Extracted information:
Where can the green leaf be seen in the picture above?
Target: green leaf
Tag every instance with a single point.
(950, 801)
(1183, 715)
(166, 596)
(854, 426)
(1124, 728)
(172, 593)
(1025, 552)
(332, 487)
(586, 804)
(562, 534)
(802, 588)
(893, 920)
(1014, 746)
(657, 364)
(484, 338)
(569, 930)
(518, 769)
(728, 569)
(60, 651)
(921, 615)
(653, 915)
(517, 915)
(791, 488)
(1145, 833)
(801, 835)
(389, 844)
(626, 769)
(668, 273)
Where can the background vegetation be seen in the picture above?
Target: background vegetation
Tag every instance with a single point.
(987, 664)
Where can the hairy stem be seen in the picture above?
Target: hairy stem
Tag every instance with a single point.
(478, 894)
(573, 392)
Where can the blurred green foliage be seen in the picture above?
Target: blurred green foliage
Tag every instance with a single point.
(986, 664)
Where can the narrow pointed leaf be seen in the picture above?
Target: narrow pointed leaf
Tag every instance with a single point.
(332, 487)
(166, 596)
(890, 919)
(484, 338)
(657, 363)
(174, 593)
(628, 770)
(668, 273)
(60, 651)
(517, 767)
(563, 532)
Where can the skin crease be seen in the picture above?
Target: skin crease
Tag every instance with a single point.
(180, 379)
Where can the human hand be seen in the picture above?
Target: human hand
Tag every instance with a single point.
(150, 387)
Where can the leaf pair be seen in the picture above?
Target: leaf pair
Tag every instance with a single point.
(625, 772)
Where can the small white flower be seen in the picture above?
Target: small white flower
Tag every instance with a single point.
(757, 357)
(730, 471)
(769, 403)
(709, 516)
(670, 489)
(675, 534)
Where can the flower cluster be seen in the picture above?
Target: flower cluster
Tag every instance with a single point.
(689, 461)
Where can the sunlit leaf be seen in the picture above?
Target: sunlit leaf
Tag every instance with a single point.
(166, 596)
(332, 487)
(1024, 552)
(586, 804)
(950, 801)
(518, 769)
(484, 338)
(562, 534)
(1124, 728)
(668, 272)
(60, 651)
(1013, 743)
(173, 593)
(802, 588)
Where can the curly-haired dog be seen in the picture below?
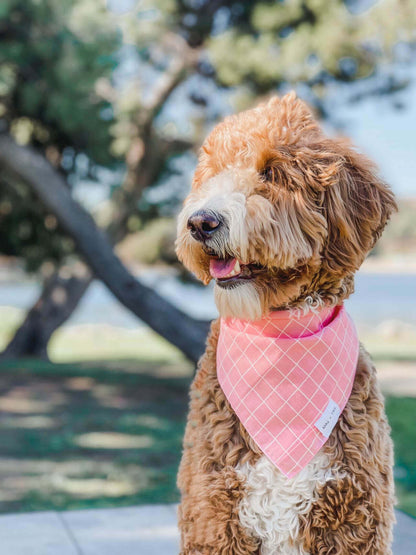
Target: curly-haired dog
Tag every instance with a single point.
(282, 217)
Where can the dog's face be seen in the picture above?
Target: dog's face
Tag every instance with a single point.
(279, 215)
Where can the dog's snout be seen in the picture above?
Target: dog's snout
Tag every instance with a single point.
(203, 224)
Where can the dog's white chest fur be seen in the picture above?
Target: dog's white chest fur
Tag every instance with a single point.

==

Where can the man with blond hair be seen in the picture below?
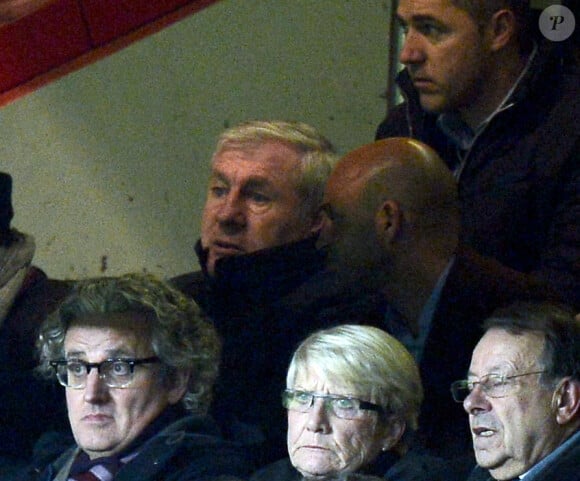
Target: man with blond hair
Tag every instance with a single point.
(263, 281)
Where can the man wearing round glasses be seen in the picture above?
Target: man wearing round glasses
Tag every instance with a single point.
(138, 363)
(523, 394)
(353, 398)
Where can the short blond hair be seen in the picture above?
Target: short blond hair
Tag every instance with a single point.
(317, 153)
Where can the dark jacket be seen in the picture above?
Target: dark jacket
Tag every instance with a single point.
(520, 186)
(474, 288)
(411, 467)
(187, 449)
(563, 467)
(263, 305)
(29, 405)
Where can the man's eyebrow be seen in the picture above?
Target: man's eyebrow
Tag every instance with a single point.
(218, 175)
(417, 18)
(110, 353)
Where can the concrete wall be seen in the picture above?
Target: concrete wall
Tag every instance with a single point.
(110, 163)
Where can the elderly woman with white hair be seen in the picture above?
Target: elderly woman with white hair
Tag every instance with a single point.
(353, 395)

The request: Set down, without any change, the rows between the line holding "Where can the green" and the line holding "(1014, 746)", inclusive.

The solution:
Where can the green leaf be seen in the picture above?
Target: green leaf
Tag every instance with a single point.
(950, 801)
(1183, 715)
(166, 596)
(854, 426)
(1124, 728)
(172, 593)
(1025, 552)
(332, 487)
(586, 804)
(562, 534)
(802, 588)
(893, 920)
(1014, 746)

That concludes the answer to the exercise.